RECORDS SHOWN:
========

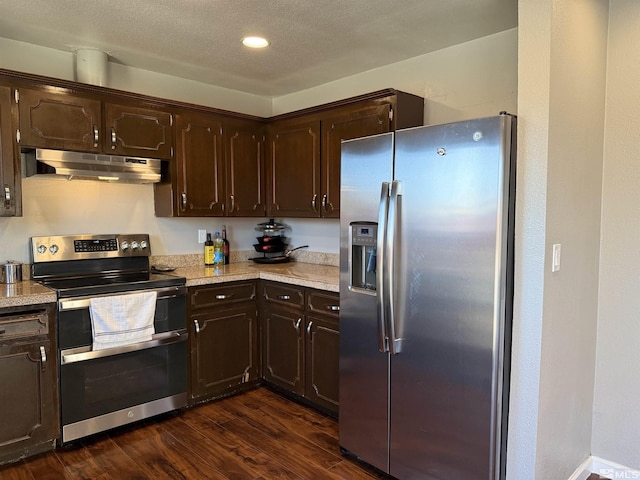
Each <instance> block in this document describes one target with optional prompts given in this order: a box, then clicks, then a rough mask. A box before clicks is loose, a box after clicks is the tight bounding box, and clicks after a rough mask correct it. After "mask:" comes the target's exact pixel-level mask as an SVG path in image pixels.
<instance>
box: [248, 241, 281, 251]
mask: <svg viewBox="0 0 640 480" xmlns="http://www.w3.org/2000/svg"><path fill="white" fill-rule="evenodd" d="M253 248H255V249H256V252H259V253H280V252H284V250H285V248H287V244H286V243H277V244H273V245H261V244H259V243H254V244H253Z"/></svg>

========

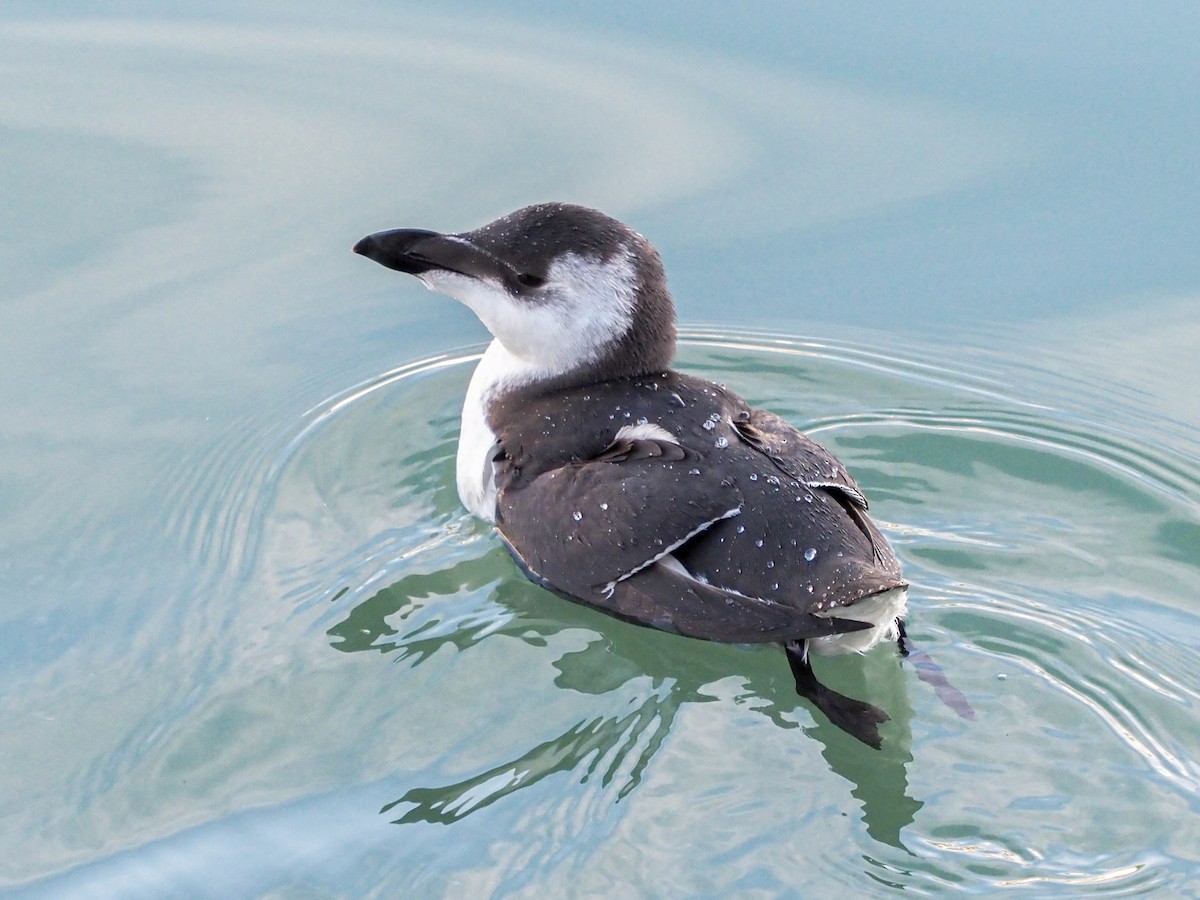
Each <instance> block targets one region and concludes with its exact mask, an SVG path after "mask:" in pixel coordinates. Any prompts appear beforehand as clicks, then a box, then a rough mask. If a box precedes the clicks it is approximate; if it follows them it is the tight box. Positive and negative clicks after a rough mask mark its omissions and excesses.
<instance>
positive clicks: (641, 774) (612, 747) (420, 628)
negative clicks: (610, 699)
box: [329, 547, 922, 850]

========

Copy everything from the line containing "Each <instance> block targets" down to the line containing "box: [329, 547, 922, 850]", with no changes.

Each <instance> block targets one region and concludes with its exact mask, an SVG path after "mask:" in pixel coordinates. Any prompts appear beforehand as clicks, then a box, then a rough mask. If a box precedes the clicks it is approximate; if it follows them it is the tight box. Positive and negative clicks after a rough mask mark its omissions and excesses.
<instance>
positive clicks: (641, 774) (612, 747) (420, 628)
negative clicks: (610, 699)
box: [329, 547, 922, 850]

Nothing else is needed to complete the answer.